* What is asked *
Rewrite everything from the line containing "Place one point on every instance of the pergola beam" down to the end of the rows below as a JSON list of strings, one string per line and no blank lines.
•••
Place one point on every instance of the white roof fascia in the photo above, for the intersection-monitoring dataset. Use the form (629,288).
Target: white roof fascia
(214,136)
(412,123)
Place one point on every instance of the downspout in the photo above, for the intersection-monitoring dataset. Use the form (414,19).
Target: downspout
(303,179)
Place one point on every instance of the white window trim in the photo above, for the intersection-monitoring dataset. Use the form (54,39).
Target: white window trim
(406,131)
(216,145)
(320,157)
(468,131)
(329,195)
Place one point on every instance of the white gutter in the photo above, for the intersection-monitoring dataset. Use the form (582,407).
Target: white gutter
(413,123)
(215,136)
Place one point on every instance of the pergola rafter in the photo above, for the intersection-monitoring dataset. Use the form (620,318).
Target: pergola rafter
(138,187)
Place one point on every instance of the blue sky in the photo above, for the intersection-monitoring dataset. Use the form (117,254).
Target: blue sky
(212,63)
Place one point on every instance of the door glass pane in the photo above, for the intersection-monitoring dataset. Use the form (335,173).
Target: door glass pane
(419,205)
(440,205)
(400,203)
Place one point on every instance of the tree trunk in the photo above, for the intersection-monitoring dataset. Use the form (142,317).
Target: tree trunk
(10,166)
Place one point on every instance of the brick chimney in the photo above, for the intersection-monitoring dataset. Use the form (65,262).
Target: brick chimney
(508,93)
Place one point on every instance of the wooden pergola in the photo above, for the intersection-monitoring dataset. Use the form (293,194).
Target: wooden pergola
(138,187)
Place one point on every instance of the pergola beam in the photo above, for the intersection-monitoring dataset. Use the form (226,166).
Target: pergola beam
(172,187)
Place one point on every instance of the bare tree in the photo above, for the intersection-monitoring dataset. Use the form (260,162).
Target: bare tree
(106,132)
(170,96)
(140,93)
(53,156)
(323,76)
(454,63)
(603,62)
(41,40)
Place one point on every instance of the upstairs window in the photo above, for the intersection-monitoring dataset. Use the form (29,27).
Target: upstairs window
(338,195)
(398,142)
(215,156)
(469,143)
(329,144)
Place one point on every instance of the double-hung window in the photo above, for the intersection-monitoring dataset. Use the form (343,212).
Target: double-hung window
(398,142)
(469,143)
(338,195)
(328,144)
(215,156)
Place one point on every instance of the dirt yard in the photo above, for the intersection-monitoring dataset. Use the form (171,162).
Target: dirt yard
•••
* Output below *
[
  "Place one point on every instance of the pergola beam in the photo above, for the intersection-monitoring dataset. Use the form (226,166).",
  "Target: pergola beam",
  "(172,187)",
  "Place one point on every instance of the bare tree in the photo above, for the intersection-monitoring dataset. Use the form (260,162).",
  "Target: bare tree",
  "(106,132)",
  "(170,96)",
  "(140,93)",
  "(53,156)",
  "(323,76)",
  "(454,63)",
  "(603,62)",
  "(41,40)",
  "Place one point on every instance of the upstairs window in the photo above, for the intersection-monitoring dataset. Use the form (29,27).",
  "Target: upstairs window",
  "(338,195)",
  "(398,142)",
  "(215,156)",
  "(469,143)",
  "(329,144)",
  "Place one point on every instance of the double-hung window in the photo above, for the intersection-monitoring dataset. Use the form (343,212).",
  "Target: double-hung window",
  "(398,142)",
  "(469,143)",
  "(338,195)",
  "(328,144)",
  "(215,156)",
  "Place one point on every instance of the dirt yard in the photo above, for the intersection-monitoring dataset. Use the form (171,162).",
  "Target: dirt yard"
]